What to do ::
A - Print everything from "July 20 -- SUNDAY, July" down to "experts now know." in the article on depression during pregnancy.
B - Answer these questions using the article on depression during pregnancy.
(i) How many pregnant women took part in Li's recent study?
(ii) At which medical center does Dr. Diana Dell work?
(iii) In which journal, and in which issue, were Li's findings published?

──────── Source text

Depression Poses Pregnancy Risks

ByABC News
July 19, 2009, 2:18 PM

July 20 -- SUNDAY, July 19 (HealthDay News) -- Thanks to high-profile celebrities like Brooke Shields, postpartum depression is out of the closet and discussed as something to recognize and treat.

But less well known is depression during pregnancy -- a common problem as well, and one that also can be risky for the unborn baby, experts now know.

A depressed woman, for instance, is more likely to give birth early, increasing health risks for the baby.

Depression during pregnancy is more common than most people believe, agree Dr. De-Kun Li, a reproductive perinatal epidemiologist in the research division at Kaiser Permanente in Oakland, Calif., and Dr. Diana Dell, a psychiatrist and obstetrician-gynecologist at Duke University Medical Center in Durham, N.C.

One or two of every 10 pregnant women have symptoms of major depression, according to the March of Dimes. Those who have had a bout of depression before are more likely to get it again. And Li said that others might have depressive symptoms -- short of clinical depression but still bothersome and unhealthy.

In his recent study of 791 pregnant women, Li found that 44 percent had depressive symptoms, about half of them severe, during pregnancy. "It wasn't necessarily clinical depression," he said, but a mood noticeably low.

Li tracked the women through delivery and found that those with depressive symptoms had nearly twice the risk of delivering a baby early, before 37 weeks.

Early delivery, by itself, is associated with health risks, he said. "Premature delivery is the No. 1 cause of infant mortality," he said. His findings were published in the January 2009 issue of Human Reproduction.

"We don't know the mechanism" of why depression and early delivery are linked, Li said. But what's certain is that "depression is not a benign condition," he said. "It can be harmful to your baby."

What about antidepressant use during pregnancy?

"What I tell patients who see me in consultation [for depression] is that moms need to be well in pregnancy," Dell said.

────────────────
──────── Records supplied

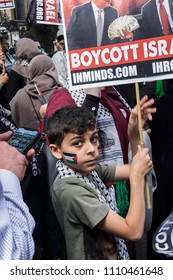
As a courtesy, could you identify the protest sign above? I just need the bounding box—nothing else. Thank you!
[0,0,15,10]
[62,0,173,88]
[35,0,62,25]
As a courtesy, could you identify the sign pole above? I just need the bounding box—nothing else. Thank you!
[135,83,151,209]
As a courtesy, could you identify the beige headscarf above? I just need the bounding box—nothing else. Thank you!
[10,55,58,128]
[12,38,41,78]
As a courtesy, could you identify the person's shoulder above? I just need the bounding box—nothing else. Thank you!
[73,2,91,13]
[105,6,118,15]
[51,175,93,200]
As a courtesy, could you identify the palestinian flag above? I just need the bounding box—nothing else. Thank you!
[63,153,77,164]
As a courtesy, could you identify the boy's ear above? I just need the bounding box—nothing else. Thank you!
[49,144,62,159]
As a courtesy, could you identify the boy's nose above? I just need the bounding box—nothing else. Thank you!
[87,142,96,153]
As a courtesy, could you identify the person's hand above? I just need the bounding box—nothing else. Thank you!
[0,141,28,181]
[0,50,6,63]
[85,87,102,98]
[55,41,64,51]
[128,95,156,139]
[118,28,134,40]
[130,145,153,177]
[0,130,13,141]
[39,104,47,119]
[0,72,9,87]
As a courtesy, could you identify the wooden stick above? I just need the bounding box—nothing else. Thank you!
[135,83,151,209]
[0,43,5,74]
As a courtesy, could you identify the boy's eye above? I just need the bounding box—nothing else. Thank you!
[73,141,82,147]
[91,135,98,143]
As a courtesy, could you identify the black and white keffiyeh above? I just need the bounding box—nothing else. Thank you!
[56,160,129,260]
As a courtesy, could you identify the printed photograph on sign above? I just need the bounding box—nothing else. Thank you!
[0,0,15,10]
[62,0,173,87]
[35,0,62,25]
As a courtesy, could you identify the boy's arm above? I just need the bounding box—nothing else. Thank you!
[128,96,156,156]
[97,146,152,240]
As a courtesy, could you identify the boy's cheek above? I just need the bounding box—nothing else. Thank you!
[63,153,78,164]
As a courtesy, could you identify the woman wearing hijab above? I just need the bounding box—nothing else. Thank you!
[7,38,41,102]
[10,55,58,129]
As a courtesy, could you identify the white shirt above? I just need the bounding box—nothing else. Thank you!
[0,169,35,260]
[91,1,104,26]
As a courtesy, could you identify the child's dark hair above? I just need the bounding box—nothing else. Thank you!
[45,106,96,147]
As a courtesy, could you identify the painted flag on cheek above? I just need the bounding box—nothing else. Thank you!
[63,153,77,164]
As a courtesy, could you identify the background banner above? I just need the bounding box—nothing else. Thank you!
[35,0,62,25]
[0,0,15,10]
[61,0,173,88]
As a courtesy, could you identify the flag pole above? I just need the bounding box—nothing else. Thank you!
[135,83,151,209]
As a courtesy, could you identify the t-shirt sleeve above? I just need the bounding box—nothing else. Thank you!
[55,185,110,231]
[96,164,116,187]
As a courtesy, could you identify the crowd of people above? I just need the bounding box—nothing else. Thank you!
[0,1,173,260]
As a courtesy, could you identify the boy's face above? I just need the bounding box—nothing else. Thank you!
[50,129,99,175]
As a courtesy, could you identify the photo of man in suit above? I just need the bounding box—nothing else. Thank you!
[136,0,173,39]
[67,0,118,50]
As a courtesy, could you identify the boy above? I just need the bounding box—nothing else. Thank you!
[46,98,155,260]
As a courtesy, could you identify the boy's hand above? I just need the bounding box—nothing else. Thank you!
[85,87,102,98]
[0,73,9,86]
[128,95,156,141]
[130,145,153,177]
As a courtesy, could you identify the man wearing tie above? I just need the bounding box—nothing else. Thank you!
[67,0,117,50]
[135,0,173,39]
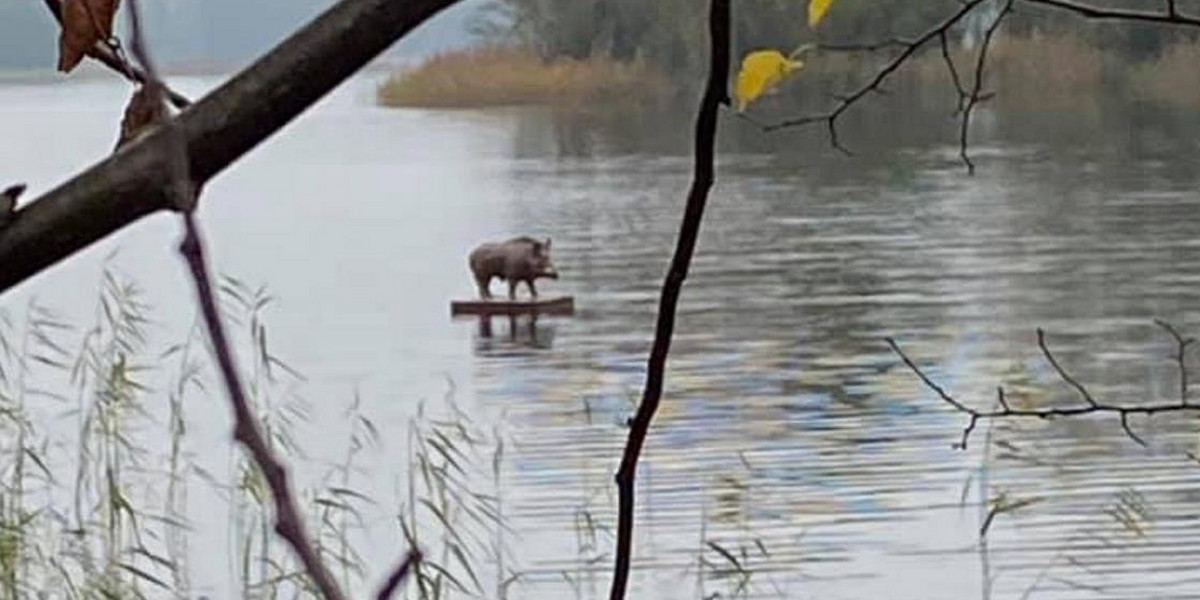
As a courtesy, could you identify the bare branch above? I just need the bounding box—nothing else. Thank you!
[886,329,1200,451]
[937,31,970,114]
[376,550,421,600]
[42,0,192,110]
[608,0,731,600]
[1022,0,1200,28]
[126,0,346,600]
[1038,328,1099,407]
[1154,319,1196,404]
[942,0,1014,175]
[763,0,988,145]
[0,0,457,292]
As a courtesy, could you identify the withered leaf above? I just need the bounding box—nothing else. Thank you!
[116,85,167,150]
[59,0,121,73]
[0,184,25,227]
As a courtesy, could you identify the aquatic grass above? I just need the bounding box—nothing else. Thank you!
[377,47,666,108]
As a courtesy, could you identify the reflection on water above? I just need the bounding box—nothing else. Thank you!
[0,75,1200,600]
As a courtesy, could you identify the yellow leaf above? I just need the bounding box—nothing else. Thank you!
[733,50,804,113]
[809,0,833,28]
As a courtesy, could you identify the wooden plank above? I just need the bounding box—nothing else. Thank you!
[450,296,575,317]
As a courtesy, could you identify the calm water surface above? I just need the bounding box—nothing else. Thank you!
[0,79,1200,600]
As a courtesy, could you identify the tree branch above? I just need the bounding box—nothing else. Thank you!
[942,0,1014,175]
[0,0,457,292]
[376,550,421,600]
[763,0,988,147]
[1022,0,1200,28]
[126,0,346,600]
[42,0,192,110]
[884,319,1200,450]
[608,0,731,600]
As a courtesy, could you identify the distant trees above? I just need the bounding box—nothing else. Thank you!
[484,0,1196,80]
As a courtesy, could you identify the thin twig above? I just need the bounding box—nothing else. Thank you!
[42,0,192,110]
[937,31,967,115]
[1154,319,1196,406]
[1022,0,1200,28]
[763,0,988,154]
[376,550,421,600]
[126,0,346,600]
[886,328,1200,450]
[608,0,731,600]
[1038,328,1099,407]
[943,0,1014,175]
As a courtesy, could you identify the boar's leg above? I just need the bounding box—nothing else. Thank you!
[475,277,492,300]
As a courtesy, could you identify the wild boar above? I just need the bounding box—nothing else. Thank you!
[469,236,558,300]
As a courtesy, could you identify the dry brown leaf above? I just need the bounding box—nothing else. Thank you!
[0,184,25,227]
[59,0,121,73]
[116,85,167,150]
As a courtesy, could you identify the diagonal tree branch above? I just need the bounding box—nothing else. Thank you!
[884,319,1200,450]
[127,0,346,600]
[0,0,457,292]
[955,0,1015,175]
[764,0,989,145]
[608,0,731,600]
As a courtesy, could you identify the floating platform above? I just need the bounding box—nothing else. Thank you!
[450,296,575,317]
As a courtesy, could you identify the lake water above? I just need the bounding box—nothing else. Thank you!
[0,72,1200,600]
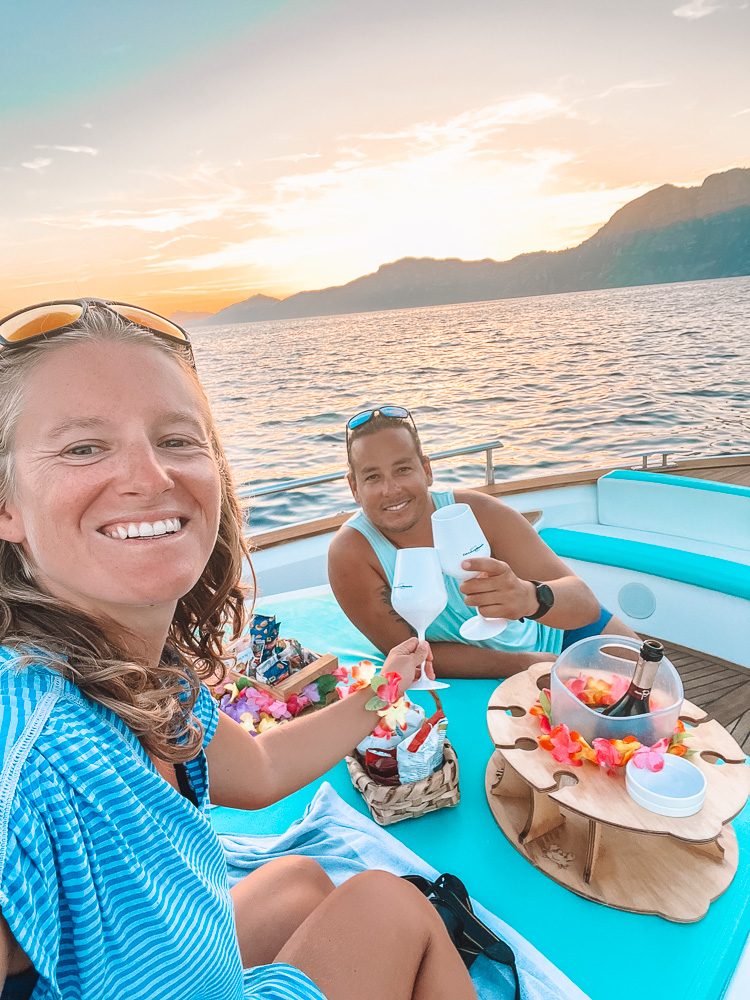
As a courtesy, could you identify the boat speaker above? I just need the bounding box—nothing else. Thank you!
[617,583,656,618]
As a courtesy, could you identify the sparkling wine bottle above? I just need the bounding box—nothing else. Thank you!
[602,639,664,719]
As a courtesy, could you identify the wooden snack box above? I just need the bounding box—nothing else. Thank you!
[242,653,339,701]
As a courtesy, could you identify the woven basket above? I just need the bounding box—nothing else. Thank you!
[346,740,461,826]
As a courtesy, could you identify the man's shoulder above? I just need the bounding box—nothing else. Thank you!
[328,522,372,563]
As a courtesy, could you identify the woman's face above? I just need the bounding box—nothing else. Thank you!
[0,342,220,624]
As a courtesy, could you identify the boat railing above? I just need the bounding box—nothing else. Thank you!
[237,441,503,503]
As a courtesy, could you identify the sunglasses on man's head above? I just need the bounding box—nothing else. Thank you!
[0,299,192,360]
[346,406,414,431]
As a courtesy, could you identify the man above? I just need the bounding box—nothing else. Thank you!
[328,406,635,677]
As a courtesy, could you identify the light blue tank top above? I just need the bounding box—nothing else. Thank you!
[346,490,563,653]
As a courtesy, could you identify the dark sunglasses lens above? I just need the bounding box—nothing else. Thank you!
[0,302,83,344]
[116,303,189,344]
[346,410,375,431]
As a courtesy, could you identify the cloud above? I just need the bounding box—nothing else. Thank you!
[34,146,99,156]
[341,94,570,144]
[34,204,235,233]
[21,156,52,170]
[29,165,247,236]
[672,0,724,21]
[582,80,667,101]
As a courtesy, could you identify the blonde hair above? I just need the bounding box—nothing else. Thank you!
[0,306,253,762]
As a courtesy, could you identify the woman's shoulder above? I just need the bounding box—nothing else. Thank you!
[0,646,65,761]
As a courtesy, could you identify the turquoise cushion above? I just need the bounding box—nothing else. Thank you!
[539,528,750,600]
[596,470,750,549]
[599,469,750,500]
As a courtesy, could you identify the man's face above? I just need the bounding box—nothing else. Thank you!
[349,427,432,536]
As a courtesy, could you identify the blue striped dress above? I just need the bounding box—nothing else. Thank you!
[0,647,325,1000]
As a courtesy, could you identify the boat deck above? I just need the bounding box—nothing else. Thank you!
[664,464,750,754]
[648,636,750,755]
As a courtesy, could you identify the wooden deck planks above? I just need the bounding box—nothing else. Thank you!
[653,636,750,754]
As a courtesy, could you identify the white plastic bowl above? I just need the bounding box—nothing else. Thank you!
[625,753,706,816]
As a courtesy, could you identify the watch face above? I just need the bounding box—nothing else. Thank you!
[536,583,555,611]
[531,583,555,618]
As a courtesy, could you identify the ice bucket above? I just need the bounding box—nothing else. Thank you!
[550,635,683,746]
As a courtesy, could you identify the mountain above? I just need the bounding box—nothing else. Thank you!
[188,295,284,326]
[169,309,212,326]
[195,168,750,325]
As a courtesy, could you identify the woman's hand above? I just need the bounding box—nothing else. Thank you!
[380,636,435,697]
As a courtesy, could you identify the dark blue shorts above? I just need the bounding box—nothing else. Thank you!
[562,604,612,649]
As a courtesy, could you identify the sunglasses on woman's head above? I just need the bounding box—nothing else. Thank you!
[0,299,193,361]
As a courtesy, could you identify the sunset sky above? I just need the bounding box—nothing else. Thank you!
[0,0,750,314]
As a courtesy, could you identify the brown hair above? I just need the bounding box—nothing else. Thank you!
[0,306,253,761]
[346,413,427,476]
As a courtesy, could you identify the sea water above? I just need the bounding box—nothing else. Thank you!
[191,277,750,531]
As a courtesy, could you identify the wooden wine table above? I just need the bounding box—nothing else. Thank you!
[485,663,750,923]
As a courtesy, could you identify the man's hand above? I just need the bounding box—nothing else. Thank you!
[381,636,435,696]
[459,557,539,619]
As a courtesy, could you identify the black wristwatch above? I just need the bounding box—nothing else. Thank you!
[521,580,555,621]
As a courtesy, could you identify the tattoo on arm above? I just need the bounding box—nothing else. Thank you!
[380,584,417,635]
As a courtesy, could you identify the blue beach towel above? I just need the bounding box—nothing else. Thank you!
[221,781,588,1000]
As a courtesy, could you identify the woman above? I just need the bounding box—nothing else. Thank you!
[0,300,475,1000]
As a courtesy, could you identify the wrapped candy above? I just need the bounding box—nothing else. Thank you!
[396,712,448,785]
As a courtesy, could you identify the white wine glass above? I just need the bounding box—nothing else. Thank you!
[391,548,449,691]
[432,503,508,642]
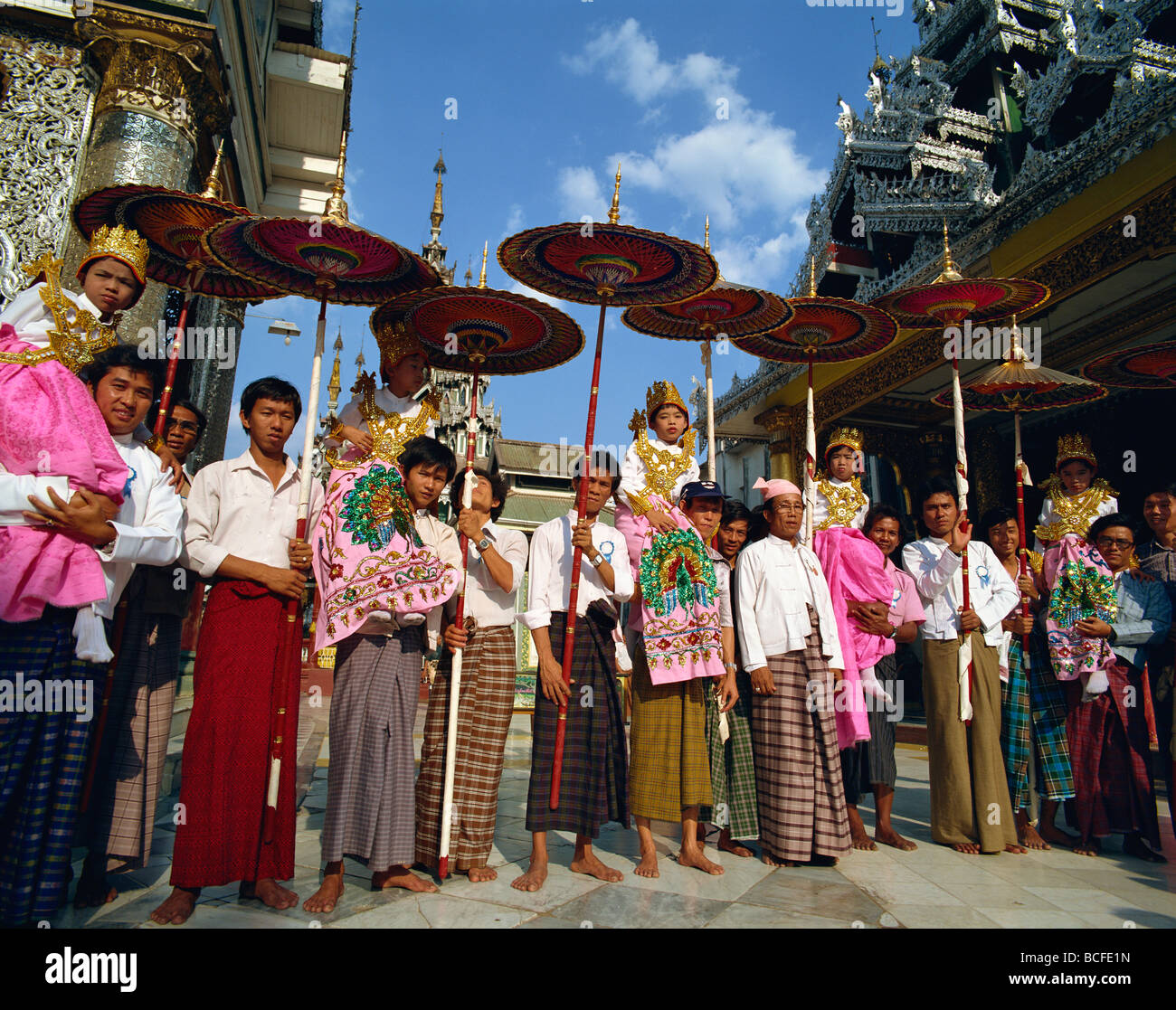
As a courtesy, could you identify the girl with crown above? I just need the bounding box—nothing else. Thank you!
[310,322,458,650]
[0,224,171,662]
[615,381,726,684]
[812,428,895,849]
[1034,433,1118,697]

────────────────

Answers to the problems ::
A -
July 20 -- SUNDAY, July 19 (HealthDay News) -- Thanks to high-profile celebrities like Brooke Shields, postpartum depression is out of the closet and discussed as something to recognize and treat.

But less well known is depression during pregnancy -- a common problem as well, and one that also can be risky for the unborn baby, experts now know.

B -
(i) 791 pregnant women.
(ii) Duke University Medical Center in Durham, N.C.
(iii) Human Reproduction, in the January 2009 issue.